Prompt — A stretch of the entries below is to be set down exactly, running from the line with "Target: stone wall" through the line with "Indicate the dry grass field", both included, and no other line.

═══ Available data ═══

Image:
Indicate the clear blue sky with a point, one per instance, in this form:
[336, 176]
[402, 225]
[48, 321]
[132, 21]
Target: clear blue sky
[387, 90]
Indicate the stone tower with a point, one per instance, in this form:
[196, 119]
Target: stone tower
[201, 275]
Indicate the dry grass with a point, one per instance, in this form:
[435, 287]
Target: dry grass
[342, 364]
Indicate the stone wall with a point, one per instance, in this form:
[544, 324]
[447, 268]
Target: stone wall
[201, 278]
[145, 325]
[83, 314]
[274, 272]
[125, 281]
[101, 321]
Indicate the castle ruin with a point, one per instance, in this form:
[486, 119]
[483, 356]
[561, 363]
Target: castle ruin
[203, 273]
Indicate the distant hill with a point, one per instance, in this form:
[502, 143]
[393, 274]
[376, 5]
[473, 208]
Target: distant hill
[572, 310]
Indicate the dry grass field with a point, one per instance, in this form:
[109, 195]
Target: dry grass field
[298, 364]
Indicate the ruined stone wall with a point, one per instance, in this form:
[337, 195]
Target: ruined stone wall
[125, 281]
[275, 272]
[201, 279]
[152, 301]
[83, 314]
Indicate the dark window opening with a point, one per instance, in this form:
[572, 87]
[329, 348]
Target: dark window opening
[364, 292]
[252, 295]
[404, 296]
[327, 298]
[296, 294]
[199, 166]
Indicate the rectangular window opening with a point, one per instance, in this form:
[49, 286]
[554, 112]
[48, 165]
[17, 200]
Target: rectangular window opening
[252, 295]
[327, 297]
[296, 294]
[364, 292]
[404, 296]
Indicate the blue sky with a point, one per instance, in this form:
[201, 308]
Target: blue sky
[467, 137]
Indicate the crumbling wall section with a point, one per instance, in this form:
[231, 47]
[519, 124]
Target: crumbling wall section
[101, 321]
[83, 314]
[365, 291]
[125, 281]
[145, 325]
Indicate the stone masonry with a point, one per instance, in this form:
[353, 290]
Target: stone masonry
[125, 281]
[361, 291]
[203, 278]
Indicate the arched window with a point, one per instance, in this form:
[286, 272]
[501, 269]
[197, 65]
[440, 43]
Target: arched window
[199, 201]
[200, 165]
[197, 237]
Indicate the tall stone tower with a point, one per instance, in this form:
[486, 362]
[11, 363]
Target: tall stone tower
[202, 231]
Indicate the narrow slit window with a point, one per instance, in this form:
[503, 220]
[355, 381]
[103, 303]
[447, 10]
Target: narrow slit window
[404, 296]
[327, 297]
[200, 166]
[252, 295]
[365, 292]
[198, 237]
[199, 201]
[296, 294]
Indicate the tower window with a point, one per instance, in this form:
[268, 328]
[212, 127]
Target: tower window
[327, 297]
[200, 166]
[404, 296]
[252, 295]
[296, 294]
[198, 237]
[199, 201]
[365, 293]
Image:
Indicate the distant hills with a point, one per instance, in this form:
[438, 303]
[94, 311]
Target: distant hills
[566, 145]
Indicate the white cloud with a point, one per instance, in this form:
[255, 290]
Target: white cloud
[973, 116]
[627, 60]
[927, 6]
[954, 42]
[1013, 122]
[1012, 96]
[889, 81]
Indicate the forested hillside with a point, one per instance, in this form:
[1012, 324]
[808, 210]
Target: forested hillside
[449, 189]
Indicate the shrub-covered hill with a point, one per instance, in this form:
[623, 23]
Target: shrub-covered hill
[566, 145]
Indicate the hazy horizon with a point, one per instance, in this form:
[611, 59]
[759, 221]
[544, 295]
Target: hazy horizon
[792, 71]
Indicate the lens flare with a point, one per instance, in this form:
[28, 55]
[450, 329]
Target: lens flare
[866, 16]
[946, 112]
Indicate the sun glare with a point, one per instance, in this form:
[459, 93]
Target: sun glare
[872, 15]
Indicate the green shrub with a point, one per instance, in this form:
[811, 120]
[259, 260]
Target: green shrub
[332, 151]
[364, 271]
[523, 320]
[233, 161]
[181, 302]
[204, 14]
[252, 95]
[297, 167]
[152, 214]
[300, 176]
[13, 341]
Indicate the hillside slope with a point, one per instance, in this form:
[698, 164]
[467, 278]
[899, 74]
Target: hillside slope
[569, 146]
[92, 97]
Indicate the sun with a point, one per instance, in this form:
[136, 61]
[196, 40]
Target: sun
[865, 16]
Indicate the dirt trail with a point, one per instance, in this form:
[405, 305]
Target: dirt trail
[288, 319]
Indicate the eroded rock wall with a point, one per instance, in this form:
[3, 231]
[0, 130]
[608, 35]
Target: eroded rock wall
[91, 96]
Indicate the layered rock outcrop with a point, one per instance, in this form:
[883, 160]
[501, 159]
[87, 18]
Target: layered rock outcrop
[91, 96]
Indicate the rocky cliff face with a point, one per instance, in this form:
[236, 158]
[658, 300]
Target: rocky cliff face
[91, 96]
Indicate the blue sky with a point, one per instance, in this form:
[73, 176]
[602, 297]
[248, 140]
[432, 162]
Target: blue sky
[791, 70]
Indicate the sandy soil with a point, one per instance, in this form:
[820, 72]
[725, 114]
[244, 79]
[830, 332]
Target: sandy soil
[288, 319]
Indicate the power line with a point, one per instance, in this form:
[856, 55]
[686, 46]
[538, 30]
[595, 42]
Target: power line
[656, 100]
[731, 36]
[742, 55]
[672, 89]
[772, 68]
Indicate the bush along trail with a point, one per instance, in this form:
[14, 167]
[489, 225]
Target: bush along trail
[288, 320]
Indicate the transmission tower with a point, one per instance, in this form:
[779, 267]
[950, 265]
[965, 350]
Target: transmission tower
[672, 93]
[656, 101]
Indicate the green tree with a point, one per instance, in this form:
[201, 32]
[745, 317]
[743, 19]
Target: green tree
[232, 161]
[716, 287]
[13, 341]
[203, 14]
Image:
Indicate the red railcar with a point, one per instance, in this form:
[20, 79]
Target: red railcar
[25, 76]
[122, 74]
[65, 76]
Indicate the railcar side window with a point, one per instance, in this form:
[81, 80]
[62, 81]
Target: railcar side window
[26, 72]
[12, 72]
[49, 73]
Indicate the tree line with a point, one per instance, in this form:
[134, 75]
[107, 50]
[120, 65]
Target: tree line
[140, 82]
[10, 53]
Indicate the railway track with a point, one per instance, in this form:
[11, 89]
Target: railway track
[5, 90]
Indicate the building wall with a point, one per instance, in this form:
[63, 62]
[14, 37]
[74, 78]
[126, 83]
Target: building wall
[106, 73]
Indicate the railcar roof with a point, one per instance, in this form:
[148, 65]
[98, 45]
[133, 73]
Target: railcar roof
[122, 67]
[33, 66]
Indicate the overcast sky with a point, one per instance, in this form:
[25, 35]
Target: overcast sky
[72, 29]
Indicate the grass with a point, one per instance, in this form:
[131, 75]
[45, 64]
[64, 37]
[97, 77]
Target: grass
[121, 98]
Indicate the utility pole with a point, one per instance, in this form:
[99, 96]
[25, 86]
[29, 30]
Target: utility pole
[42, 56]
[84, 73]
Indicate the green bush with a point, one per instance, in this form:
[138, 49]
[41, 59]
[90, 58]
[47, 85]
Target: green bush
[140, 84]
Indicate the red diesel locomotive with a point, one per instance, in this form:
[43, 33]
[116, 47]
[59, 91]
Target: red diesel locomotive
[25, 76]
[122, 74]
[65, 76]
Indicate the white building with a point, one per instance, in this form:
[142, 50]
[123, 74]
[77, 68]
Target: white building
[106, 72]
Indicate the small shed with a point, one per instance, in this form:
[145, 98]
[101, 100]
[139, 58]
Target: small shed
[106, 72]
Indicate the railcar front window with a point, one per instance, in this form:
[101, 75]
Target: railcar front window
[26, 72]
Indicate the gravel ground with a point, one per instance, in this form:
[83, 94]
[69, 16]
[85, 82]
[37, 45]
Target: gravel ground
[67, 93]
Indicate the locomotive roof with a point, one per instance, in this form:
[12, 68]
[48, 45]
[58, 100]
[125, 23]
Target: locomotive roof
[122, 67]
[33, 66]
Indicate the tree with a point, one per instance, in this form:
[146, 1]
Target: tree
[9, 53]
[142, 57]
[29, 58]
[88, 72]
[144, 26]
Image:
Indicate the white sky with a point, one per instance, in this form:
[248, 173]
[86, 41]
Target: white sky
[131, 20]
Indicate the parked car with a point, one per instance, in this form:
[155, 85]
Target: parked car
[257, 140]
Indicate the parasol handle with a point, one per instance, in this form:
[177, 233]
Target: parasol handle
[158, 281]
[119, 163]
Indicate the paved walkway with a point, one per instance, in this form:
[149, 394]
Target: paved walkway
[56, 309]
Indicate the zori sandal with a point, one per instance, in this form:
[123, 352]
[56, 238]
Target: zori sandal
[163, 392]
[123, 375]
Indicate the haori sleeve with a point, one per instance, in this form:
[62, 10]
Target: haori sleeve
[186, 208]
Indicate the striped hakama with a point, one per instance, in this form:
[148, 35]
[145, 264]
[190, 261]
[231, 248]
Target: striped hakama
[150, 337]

═══

Exercise output —
Target: stone wall
[201, 278]
[145, 325]
[83, 314]
[274, 272]
[125, 281]
[101, 321]
Indicate the castle ruin with a point, one per instance, in this form:
[486, 119]
[483, 356]
[561, 363]
Target: castle ruin
[203, 273]
Indicate the distant hill with a point, one per instance, in this form:
[502, 143]
[393, 274]
[376, 5]
[473, 208]
Target: distant hill
[572, 310]
Indicate the dry grass field with a point, one per instance, in this form:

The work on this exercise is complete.